## [PASSAGE]
Winter 1995 (3.4)
Baku State University
Celebrates 75 Years
by Dr. Murtuz Alaskarov
Baku State University (BSU) celebrated its 75th Jubilee this year. Actually, 1995 really marks our 76th year but because of the war and economic situation, we're celebrating a year late. There's a bit of irony in our delay, given the fact that the 50th Jubilee was commemorated in 1970 when Soviets deliberately postponed the celebration by a year to give the impression that the university had opened in 1920 when the Soviets came to power. The truth is that the university was established in 1919 by the first independent Azerbaijan Democratic Republic (1918-1920).
As with all new endeavors, the beginnings were difficult. There were many discussions about whether courses should be taught in Russian or Azerbaijani. We ended up with both. Some thought we should send Azerbaijani students abroad rather than set up a university. But somehow the university did open. A newspaper article dated November 17, 1919, describes the high expectations for the new institution: "The University of Athens created a new Greece, Sorbonne made France well known, Berlin and Hamburg Universities glorified Germany and played an extensive part in social progress."

## [PROBLEMS TO SOLVE]
[1] Revise the Baku State University article starting at "Winter 1995 (3.4)" and ending at "Democratic Republic (1918-1920).", changing "Jubilee" to "Anniversary".
[2] According to the Baku State University article, what government established the university in 1919?
These lines have no connection to the Baku State University article.

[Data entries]
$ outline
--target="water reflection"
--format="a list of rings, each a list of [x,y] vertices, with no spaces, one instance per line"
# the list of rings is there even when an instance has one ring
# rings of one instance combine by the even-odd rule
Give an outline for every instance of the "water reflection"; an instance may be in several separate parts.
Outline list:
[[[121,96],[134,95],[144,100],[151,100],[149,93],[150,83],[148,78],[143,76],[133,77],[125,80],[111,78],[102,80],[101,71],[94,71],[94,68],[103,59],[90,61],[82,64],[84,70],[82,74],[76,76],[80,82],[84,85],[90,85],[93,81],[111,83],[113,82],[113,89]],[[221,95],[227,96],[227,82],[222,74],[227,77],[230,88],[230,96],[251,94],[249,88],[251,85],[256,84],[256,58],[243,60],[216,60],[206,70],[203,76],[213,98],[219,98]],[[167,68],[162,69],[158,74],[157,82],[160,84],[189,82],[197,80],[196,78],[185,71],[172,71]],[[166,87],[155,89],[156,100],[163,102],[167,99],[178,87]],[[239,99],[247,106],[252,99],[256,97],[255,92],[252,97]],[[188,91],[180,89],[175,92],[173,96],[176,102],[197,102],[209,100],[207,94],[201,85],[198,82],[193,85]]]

## [YOUR RESPONSES]
[1]
Winter 1995 (3.4)
Baku State University
Celebrates 75 Years
by Dr. Murtuz Alaskarov
Baku State University (BSU) celebrated its 75th Anniversary this year. Actually, 1995 really marks our 76th year but because of the war and economic situation, we're celebrating a year late. There's a bit of irony in our delay, given the fact that the 50th Anniversary was commemorated in 1970 when Soviets deliberately postponed the celebration by a year to give the impression that the university had opened in 1920 when the Soviets came to power. The truth is that the university was established in 1919 by the first independent Azerbaijan Democratic Republic (1918-1920).

[2] The first independent Azerbaijan Democratic Republic (1918-1920).